→ **PROVIDED INFORMATION**:
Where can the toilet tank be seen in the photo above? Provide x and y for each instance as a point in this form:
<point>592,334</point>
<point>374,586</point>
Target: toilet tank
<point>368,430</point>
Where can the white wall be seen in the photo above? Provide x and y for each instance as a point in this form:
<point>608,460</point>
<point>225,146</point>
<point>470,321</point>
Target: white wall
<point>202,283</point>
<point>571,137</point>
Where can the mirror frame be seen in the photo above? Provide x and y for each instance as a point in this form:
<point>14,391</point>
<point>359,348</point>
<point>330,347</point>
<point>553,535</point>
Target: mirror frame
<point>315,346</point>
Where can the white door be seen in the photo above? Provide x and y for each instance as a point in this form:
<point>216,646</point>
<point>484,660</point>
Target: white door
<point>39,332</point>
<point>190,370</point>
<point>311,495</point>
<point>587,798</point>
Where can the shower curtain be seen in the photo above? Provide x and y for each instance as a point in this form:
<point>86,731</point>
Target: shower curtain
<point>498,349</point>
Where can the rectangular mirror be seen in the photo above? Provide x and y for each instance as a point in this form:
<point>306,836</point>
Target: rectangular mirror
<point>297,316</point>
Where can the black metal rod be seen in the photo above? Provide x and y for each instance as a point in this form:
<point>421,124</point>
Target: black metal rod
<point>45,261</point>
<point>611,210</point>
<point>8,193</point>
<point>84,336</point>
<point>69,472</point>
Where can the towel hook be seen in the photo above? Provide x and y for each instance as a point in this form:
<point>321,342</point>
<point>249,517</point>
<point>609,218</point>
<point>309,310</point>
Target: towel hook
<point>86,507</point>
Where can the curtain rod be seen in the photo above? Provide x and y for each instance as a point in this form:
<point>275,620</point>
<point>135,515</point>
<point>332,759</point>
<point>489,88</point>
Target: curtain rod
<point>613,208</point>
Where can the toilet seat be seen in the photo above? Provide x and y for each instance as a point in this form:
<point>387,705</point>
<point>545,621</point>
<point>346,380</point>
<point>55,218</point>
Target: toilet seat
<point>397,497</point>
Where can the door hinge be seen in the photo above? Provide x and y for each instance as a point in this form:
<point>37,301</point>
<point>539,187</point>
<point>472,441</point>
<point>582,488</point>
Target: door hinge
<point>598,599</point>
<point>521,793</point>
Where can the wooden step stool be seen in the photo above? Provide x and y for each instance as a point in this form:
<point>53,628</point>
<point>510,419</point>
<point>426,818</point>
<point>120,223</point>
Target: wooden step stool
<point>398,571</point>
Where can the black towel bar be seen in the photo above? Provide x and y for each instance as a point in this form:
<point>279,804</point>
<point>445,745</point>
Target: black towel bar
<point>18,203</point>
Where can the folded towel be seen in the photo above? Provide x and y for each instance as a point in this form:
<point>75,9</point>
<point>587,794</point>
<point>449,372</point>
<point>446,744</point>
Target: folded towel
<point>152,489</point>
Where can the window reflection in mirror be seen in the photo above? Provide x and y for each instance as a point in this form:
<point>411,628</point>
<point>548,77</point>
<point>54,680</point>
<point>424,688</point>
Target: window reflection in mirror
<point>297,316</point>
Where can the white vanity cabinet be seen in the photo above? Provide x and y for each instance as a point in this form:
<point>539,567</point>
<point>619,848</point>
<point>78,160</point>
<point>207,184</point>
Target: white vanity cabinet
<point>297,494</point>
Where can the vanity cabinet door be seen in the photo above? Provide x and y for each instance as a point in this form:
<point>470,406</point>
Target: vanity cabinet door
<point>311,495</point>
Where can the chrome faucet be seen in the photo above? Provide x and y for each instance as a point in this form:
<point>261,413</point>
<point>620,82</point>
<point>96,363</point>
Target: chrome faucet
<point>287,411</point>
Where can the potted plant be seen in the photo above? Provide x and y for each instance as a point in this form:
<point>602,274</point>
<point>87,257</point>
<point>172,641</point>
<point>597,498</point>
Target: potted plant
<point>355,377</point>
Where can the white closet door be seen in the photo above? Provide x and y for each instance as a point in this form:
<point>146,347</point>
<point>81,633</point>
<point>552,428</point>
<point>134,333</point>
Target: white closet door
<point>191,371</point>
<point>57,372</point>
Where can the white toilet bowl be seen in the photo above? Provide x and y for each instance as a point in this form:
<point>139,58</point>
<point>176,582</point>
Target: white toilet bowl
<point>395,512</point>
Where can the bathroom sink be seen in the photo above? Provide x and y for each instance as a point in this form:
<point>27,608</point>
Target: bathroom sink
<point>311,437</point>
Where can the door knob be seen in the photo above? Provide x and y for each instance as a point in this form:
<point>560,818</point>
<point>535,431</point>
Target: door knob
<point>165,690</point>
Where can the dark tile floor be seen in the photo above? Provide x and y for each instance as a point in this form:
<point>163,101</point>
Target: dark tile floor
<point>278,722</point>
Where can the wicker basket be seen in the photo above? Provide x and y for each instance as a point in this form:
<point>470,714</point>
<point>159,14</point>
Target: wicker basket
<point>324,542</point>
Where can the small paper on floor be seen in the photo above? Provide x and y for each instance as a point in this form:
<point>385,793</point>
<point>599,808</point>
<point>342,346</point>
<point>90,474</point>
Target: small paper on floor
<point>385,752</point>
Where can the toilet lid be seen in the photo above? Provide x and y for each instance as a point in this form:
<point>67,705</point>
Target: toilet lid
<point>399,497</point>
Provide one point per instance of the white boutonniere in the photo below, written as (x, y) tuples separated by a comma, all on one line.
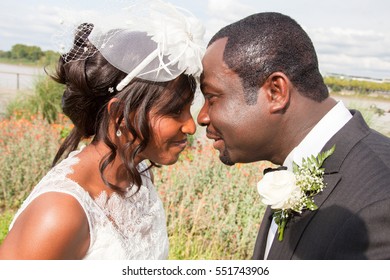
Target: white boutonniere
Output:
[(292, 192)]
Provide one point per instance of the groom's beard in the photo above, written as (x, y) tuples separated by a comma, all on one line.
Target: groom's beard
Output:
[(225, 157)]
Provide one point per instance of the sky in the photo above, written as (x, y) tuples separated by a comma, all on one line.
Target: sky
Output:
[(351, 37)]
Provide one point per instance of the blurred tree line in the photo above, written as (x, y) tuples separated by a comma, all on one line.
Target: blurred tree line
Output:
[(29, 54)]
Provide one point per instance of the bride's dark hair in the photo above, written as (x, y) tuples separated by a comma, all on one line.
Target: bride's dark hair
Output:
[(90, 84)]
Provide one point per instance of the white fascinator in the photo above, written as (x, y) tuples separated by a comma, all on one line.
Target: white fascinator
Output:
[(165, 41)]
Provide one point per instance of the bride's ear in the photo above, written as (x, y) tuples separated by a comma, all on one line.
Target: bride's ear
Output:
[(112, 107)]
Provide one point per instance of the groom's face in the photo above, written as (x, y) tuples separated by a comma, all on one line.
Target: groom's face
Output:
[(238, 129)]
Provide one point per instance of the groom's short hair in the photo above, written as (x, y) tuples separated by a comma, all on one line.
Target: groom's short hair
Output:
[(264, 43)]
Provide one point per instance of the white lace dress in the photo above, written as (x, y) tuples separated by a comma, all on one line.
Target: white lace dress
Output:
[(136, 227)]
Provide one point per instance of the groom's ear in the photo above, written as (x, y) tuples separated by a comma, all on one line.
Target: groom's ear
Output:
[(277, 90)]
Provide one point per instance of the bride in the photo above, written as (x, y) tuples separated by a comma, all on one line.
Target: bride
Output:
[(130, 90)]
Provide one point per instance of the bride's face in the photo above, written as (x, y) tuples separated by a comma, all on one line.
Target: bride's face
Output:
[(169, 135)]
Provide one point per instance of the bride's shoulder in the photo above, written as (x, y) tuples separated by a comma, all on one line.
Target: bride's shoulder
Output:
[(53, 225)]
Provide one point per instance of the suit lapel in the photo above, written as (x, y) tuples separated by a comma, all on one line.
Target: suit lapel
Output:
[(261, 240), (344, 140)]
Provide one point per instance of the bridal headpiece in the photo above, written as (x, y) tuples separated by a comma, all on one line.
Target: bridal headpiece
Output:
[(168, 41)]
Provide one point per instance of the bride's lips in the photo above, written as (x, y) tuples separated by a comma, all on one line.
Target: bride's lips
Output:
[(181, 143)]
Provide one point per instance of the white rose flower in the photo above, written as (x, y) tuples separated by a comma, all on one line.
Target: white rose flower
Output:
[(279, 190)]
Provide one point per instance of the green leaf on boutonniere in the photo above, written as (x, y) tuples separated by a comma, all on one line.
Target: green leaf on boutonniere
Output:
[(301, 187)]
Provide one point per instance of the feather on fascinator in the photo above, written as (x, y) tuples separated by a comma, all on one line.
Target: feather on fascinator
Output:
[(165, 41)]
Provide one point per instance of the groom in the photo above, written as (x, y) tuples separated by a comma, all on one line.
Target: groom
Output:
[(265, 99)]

==

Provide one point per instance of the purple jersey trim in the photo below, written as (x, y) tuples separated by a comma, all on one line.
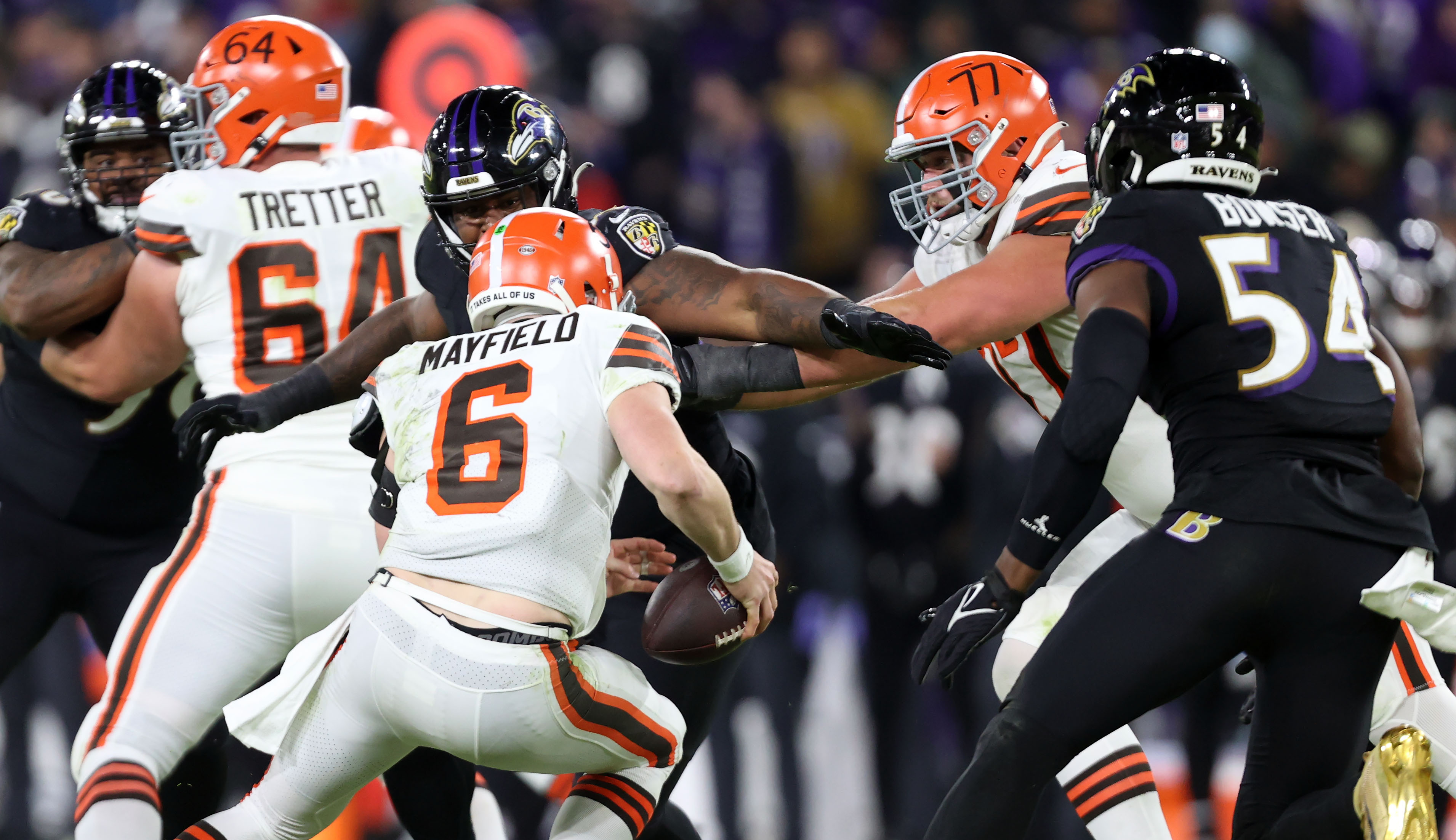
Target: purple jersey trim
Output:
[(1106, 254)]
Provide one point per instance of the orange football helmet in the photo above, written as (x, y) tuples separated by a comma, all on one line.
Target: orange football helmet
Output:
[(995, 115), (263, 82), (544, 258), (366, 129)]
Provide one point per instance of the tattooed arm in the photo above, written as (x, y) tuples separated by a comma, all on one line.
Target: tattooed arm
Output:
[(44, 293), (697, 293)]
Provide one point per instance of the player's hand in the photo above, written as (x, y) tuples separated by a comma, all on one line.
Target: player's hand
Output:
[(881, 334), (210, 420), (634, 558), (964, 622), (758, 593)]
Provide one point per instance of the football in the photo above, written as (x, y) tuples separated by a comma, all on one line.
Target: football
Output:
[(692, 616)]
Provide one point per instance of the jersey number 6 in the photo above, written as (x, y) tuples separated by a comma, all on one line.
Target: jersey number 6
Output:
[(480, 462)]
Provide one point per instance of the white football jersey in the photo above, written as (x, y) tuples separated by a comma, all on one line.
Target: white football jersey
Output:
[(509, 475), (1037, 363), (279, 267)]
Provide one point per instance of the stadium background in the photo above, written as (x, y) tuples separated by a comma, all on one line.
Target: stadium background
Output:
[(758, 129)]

==

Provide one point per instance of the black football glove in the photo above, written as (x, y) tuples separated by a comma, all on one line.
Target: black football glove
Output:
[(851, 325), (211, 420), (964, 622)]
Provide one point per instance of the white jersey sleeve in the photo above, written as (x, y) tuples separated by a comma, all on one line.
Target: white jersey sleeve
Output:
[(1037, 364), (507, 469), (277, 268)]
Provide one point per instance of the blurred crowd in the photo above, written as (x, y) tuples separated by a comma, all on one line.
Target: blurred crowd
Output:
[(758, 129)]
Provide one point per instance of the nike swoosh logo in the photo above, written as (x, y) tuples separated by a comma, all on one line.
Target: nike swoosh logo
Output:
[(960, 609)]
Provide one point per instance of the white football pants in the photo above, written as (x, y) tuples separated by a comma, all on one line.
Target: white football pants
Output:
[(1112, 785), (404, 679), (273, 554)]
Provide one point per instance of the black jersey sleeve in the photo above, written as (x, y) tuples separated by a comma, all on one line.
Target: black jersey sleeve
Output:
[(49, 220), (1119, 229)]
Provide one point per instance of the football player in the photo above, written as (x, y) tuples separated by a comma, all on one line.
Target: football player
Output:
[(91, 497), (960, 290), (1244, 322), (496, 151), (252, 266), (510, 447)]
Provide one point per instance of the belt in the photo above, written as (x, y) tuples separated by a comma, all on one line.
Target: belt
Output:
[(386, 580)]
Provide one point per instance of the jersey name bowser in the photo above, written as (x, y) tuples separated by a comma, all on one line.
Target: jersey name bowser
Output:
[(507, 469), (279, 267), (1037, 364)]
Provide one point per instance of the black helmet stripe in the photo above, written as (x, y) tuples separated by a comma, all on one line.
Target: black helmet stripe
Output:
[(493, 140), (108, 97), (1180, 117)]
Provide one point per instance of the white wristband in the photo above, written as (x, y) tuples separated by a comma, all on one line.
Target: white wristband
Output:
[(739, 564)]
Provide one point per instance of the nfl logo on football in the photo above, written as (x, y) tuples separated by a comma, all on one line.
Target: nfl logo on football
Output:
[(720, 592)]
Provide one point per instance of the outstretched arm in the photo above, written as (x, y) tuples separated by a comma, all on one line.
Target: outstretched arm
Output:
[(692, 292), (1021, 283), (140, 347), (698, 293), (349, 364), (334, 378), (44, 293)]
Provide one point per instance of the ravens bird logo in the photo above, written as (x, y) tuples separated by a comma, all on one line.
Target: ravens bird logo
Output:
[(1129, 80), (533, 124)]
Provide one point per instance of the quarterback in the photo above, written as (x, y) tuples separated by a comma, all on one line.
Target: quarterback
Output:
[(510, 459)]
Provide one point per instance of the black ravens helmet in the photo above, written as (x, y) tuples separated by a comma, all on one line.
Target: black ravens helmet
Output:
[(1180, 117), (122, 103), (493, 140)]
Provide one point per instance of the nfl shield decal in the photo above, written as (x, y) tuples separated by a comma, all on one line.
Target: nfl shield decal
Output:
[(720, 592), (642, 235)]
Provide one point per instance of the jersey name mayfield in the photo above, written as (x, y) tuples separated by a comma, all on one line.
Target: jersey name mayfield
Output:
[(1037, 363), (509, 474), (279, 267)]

→ **WORK ITEM**:
Where a line of the data includes the string "flower", list that line.

→ **COMPLETED TASK**:
Provide one point per instance of the white rose flower in the photo above, written as (x, y) tuples separated by a comma, all on one line.
Target: white rose flower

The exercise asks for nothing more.